Gather every line in the records below that contains the word "seagull".

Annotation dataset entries
※

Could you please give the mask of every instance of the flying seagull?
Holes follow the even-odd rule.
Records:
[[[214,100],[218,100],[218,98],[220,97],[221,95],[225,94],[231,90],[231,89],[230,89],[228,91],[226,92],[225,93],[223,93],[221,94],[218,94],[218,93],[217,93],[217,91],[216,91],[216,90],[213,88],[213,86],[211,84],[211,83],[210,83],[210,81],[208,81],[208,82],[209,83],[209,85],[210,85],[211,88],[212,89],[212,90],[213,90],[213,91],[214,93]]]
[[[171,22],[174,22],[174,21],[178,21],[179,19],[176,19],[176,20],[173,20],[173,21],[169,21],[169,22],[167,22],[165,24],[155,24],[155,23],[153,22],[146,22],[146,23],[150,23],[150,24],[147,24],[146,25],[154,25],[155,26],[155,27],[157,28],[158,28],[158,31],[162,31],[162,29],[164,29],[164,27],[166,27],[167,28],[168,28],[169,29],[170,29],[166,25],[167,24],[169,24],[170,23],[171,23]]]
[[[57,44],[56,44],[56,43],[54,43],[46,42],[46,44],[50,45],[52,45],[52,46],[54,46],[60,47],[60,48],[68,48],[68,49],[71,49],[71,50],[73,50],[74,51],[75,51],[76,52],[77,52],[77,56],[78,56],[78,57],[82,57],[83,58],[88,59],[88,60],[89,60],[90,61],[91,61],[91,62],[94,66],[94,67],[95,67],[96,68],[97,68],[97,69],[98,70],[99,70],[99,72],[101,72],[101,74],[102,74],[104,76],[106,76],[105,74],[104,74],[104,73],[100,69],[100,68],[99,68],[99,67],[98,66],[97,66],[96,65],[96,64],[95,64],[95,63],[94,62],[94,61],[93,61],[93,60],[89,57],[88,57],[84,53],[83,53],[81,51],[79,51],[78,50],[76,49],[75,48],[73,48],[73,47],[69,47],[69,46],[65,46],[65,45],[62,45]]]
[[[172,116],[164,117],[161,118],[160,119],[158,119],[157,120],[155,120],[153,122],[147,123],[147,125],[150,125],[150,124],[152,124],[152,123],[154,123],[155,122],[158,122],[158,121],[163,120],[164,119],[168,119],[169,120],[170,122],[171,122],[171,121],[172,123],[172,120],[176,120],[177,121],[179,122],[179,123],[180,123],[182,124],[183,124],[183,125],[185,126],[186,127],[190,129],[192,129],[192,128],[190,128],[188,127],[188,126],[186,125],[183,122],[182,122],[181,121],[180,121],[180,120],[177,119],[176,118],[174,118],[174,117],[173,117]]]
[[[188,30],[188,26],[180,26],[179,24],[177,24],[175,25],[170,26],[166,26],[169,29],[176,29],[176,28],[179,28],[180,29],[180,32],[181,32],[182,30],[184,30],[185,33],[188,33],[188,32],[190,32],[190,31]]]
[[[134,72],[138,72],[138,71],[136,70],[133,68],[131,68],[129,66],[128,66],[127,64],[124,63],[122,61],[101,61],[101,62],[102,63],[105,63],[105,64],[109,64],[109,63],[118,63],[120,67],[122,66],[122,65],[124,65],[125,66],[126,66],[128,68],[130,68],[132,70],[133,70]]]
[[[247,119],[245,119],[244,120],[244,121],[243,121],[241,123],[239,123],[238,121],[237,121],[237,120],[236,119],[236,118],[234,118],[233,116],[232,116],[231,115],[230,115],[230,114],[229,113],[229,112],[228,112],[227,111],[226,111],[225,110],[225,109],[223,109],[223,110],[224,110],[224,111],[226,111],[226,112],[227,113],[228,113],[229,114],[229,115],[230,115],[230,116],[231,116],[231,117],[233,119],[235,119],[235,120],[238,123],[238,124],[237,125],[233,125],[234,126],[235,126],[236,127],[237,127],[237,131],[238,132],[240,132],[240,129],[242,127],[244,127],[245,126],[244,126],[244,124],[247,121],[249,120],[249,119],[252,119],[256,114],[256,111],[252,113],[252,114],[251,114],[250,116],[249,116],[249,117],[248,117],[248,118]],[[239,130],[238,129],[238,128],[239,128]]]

※

FULL ANSWER:
Could you please give the mask of every instance of the flying seagull?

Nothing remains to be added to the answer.